===== The input =====

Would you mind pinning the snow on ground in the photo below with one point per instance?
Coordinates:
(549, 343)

=====
===== The input =====

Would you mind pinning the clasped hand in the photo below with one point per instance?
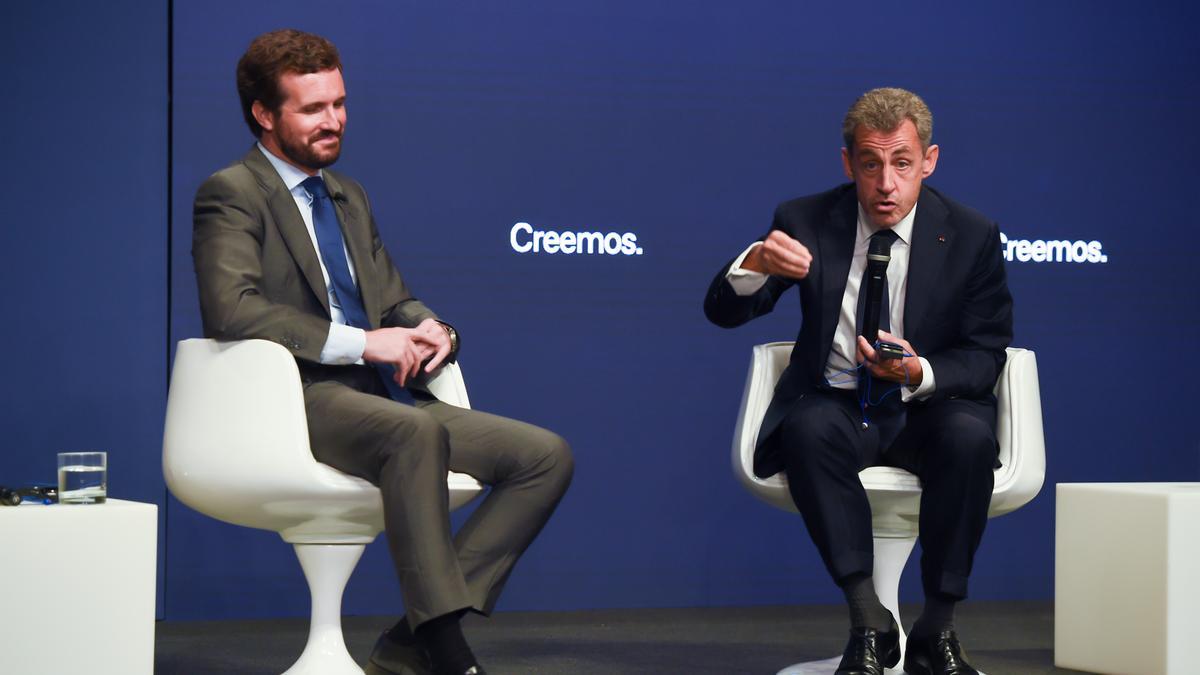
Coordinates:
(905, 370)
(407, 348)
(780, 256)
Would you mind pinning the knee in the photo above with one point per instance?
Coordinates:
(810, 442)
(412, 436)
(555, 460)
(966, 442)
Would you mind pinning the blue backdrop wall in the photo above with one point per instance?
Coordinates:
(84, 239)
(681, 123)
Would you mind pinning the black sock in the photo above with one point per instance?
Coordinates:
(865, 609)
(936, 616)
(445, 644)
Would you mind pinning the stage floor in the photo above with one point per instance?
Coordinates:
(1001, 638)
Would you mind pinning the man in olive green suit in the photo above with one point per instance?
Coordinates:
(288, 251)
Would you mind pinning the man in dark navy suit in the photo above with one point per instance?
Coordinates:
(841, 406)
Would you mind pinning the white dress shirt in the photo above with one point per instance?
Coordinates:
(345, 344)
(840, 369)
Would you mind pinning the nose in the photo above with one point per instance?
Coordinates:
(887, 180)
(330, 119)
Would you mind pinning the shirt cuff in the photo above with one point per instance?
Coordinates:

=====

Required task: Return the material unchanged from the line with "Would you mind pinning the knee" to the line with "(1001, 638)", keeping both of those lines.

Written answer:
Would you mind pinning the knee in the photo above with one point per instance?
Coordinates:
(810, 442)
(412, 436)
(555, 460)
(966, 442)
Would you mind pinning the blue backdrop wall in the photo above with one point per instance?
Coordinates:
(84, 239)
(681, 123)
Would you mind pinning the black sock in the photo above with one point per instance?
Coordinates:
(865, 609)
(936, 616)
(445, 644)
Would you mind pinning the stage floor in the photo above with one point per instance?
Coordinates:
(1001, 638)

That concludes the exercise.